Text segment:
Start of Block

Based on this, I'm inclined to say that if a web request process
encountered a NULL pointer, it's probably better to just reset back to a
known-good state by restarting. Sure it leaves a bunch of stray data
around, but reducing code complexity often outweighs saving wasted
space.

> >HTTP link? I rather the process segfault immediately rather than
> >continuing to run when it detected an obvious logic problem with
> >its own code).
> 
> And not start up again, keeping the service down until a bugfix
> arrives?

No, usually you'd set things up so that if the webserver goes down, an
init script would restart it. Restarting is preferable, because it
resets the program back to a known-good state. Continuing to barge on
when something has obviously gone wrong (null pointer where it's not
expected) is risky, because what if that null pointer is not due to a
careless bug, but a symptom of somebody attempting to inject a root
exploit?  Blindly continuing will only play into the hand of the
attacker.

> A null pointer error can be a innocent bug for some services, so I
> don't think the programming language should dictate what you do,
> though you probably should have write protected code-pages with
> execute flag.

The thing is, a null pointer error isn't just an exceptional condition
caused by bad user data; it's a *logic* error in the code. It's a sign
that something is wrong with the program logic. I don't consider that an
"innocent error"; it's a sign that the code can no longer be trusted to
do the right thing anymore. So, I'd say it's safer to terminate the
program and have the restart script reset the program state back to a
known-good initial state.

> E.g. I don't think it makes sense to shut down a trivial service
> written in "Python" if it has a logic flaw that tries to access a
> None pointer for a specific request if you know where in the code it
> happens. It makes sense to issue an exception, catch it in the
> request handler free all temporary allocated resources and tell the
> offending client not to do that again and keep the process running
> completing all other requests. Otherwise you have a DoS vector?

Tell the client not to do that again? *That* sounds like the formula for
a DoS vector (a rogue client deliberately sending the crashing request
over and over again).

End of Block

Assigned task A:
According to the null pointer discussion, what would normally restart the webserver if it goes down?
Assigned task B:
Extend the null pointer discussion beyond its final sentence.
The data that follow have no connection to the null pointer discussion.

Information provided:
Start of Block

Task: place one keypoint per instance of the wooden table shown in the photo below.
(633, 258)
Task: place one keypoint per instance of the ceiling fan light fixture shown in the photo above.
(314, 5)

End of Block

Task answer A:
An init script would restart it.

Task answer B:
> It should be up to the application programmer whether the program
> should recover and complete the other 99 concurrent requests before
> resetting, not the language. If one http request can shut down the
> other 99 requests in the process then it becomes a DoS vector.

I agree with the principle that the programmer should decide what
happens, but I think there's a wrong assumption here that the *program*
is fit to make this decision after encountering a logic error like an
unexpected null pointer. Again, it's not a case of bad user input, where
the problem is just with the data and you can just throw away the bad
data and start over. This is a case of a problem with the *code*, which
means you cannot trust the program will continue doing what you designed
it to -- the null pointer proves that the program state *isn't* what you
assumed it is, so now you can no longer trust that any subsequent code
will actually do what you think it should do.

This kind of misplaced assumption is the underlying basis for things
like stack corruption exploits: under normal circumstances your function
call will simply return to its caller after it finishes, but now, it
actually *doesn't* return to the caller. There's no way you can predict
where it will go, because the fundamental assumptions about how the
stack works no longer hold due to the corruption. Blindly assuming that
things will still work the way you think they work, will only lead to
your program running the exploit code that has been injected into the
corrupted stack.

The safest recourse is to reset the program back to a known state.

T

-- 
People say I'm arrogant, and I'm proud of it.